--- DATA SUPPLIED Enclosed Below ---

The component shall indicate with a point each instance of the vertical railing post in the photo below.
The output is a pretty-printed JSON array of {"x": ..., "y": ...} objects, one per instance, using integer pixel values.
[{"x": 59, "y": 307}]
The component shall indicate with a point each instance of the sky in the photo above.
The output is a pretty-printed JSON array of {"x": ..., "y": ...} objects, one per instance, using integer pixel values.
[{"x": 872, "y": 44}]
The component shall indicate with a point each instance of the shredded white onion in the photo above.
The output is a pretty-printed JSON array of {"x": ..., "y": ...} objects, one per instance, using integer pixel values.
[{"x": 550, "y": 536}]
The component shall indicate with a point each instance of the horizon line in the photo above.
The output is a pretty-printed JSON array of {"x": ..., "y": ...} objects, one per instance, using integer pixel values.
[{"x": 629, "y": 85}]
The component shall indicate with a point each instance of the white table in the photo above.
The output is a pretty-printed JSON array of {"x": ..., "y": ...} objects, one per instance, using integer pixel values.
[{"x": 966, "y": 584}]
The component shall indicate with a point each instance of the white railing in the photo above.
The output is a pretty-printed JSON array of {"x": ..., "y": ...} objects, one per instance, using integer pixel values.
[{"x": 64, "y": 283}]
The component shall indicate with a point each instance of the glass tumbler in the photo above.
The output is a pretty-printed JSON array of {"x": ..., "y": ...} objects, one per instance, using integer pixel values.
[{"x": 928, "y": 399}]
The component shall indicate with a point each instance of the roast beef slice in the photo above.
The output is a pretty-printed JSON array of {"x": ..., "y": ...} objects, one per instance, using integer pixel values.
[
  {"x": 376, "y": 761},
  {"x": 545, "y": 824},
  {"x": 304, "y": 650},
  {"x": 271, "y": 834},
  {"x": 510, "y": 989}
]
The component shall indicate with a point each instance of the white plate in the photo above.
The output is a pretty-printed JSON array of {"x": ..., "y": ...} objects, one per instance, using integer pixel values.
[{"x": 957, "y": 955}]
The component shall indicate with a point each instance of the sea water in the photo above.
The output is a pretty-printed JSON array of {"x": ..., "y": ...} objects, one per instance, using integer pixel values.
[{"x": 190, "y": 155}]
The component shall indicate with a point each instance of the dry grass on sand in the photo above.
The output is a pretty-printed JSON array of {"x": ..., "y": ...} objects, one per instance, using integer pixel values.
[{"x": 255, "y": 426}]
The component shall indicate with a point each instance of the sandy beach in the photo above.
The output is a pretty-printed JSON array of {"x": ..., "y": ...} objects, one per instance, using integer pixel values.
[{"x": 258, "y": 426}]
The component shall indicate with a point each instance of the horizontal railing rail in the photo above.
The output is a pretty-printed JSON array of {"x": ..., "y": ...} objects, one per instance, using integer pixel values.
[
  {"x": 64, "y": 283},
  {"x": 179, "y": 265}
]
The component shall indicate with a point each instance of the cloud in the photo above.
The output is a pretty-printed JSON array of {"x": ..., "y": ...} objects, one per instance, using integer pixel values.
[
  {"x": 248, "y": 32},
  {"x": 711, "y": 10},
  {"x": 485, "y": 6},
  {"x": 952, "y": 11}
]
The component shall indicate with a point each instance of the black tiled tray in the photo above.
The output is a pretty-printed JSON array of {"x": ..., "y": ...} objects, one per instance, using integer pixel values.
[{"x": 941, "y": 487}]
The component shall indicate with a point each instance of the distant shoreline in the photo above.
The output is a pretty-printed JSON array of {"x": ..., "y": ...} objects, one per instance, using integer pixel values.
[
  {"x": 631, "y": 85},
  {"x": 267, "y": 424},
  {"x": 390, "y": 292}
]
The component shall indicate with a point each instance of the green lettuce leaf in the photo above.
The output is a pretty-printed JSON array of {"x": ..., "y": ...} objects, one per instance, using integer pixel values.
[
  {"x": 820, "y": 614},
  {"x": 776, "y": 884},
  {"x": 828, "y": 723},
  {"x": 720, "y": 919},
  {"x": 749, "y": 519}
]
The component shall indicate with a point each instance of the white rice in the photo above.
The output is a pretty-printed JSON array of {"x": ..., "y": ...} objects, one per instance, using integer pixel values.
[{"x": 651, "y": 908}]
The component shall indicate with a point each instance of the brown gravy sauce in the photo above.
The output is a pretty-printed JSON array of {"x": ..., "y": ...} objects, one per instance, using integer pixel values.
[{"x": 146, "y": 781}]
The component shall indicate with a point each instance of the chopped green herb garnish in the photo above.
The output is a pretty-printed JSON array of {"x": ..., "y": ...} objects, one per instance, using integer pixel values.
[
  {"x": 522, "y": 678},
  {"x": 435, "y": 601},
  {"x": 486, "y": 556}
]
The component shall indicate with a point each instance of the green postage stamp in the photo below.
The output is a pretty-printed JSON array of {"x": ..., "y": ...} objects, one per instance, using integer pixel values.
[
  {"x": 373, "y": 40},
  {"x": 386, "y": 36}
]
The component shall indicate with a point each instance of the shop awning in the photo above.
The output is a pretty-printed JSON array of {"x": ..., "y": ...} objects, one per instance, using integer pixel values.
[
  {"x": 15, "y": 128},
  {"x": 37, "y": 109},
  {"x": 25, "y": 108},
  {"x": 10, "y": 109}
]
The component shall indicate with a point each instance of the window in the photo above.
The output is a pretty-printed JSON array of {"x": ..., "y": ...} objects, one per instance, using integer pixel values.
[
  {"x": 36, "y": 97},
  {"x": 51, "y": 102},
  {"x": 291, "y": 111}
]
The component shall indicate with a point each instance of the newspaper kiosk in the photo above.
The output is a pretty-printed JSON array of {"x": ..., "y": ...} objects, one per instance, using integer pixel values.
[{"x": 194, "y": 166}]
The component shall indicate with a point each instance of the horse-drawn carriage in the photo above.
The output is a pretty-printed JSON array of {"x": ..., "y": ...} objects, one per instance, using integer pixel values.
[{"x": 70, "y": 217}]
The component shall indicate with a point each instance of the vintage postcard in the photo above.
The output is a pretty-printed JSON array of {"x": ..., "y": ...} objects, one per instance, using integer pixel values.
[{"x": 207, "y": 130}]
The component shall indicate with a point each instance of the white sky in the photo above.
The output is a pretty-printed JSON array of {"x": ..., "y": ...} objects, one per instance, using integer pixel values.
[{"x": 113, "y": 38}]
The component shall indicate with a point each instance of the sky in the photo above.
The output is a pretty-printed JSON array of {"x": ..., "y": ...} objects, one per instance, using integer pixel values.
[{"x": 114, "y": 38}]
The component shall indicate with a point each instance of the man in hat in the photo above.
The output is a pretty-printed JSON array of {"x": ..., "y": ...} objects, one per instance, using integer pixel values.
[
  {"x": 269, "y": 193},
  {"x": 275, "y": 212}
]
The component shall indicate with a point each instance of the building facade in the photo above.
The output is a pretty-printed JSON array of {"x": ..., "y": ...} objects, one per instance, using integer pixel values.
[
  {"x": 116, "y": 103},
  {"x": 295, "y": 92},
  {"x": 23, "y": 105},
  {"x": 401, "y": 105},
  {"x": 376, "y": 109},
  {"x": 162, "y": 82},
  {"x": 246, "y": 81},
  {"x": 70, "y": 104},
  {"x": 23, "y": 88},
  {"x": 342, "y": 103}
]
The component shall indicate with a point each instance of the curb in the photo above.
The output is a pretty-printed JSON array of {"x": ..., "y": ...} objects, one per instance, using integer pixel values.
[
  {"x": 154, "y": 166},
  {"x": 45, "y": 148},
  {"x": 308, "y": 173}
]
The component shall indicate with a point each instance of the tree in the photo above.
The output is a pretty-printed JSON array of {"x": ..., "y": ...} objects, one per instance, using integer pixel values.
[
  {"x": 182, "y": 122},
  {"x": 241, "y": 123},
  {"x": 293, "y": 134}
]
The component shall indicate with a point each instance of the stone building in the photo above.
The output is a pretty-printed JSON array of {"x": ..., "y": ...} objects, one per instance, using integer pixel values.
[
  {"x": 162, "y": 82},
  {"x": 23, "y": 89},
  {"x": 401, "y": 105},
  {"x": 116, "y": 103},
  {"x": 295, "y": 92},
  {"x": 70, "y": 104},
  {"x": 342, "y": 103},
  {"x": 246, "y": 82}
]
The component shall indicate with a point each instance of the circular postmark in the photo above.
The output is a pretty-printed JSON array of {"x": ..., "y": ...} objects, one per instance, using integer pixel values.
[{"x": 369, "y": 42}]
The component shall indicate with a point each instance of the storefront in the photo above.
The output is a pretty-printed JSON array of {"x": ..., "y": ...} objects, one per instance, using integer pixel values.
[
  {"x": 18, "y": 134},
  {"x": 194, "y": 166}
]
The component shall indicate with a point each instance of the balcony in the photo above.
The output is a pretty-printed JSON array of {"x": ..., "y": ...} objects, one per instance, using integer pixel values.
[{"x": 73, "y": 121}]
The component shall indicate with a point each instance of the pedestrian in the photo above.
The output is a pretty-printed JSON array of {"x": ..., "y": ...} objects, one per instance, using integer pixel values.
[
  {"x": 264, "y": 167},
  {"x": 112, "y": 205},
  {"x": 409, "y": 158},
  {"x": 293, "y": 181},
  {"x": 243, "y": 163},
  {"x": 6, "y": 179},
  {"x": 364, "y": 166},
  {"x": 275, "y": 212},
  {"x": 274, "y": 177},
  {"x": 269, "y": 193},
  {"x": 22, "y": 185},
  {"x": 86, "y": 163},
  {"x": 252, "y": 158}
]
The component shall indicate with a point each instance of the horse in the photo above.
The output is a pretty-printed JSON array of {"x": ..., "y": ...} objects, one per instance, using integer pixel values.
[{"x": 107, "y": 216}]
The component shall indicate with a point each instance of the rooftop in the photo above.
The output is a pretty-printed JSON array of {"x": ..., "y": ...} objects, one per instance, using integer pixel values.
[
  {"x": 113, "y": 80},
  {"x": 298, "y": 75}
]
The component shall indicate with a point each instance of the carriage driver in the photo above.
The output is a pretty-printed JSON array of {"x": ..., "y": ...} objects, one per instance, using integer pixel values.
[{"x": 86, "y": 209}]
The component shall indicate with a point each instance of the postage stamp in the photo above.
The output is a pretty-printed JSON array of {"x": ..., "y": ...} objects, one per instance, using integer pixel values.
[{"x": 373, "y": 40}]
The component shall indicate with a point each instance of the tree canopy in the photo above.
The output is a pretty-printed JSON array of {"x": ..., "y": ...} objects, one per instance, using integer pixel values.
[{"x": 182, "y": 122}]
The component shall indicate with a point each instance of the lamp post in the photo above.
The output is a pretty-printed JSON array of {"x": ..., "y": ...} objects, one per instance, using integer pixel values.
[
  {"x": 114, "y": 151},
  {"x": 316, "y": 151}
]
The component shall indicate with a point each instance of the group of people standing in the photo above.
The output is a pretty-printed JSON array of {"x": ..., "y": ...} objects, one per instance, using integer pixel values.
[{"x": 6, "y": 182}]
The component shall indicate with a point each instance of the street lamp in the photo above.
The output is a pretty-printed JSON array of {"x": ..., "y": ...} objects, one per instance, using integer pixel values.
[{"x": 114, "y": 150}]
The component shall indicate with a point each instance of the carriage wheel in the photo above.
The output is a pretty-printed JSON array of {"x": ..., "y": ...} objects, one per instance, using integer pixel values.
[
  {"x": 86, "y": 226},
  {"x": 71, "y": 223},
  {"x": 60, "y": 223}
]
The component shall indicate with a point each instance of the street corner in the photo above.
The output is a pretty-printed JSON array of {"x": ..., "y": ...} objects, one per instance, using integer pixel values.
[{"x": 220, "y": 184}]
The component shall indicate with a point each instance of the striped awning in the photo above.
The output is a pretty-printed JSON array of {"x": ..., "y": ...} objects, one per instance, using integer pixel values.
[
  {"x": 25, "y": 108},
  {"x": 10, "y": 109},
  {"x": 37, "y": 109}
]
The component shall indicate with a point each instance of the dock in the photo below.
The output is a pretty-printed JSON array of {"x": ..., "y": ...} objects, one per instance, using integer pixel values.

--- End of Enclosed DATA SUPPLIED ---

◆ **PROBLEM**: Could you return exactly the lines above from the line with "canopy in the photo above." to the line with "post in the photo above.", both included, and nothing else?

◆ **TASK SOLUTION**:
The component shall indicate with a point each instance of the tree canopy in the photo above.
The output is a pretty-printed JSON array of {"x": ..., "y": ...} objects, one per instance, using integer pixel values.
[{"x": 182, "y": 122}]
The component shall indicate with a point each instance of the lamp post in the photo above.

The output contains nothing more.